(Rows from a dataset of box labels)
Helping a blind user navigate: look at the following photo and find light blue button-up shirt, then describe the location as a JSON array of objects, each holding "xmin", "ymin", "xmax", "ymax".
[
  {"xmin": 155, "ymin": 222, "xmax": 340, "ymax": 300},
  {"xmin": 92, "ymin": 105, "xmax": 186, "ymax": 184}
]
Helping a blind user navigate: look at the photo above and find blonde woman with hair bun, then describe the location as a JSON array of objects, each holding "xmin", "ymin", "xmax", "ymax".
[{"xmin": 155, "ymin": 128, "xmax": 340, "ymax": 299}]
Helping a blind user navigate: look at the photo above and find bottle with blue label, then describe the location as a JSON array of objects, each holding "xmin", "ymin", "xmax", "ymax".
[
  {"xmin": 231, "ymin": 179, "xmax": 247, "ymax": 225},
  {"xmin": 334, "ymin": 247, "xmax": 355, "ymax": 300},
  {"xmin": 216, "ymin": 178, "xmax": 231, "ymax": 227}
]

WHAT YOU NEED TO DO: Reproduce every item above word for word, without changing anything.

EXERCISE OUTPUT:
Helping a blind user navigate: look at the following photo and find light blue button-up shirt, then describe the location as a JSON array of objects, each holding "xmin", "ymin", "xmax", "ymax".
[
  {"xmin": 155, "ymin": 222, "xmax": 340, "ymax": 300},
  {"xmin": 92, "ymin": 105, "xmax": 186, "ymax": 184}
]
Helping a blind user navigate: look at the photo above and find blonde woman with hair bun, then describe the location as a JSON array of objects, each holding "xmin", "ymin", "xmax", "ymax".
[{"xmin": 155, "ymin": 128, "xmax": 340, "ymax": 299}]
Helping a blind user navigate: look at the photo above and find bottle with blue label, then describe the location as a JSON array of objects, each holding "xmin", "ymin", "xmax", "ymax".
[
  {"xmin": 231, "ymin": 179, "xmax": 247, "ymax": 225},
  {"xmin": 334, "ymin": 247, "xmax": 355, "ymax": 300},
  {"xmin": 216, "ymin": 178, "xmax": 231, "ymax": 227}
]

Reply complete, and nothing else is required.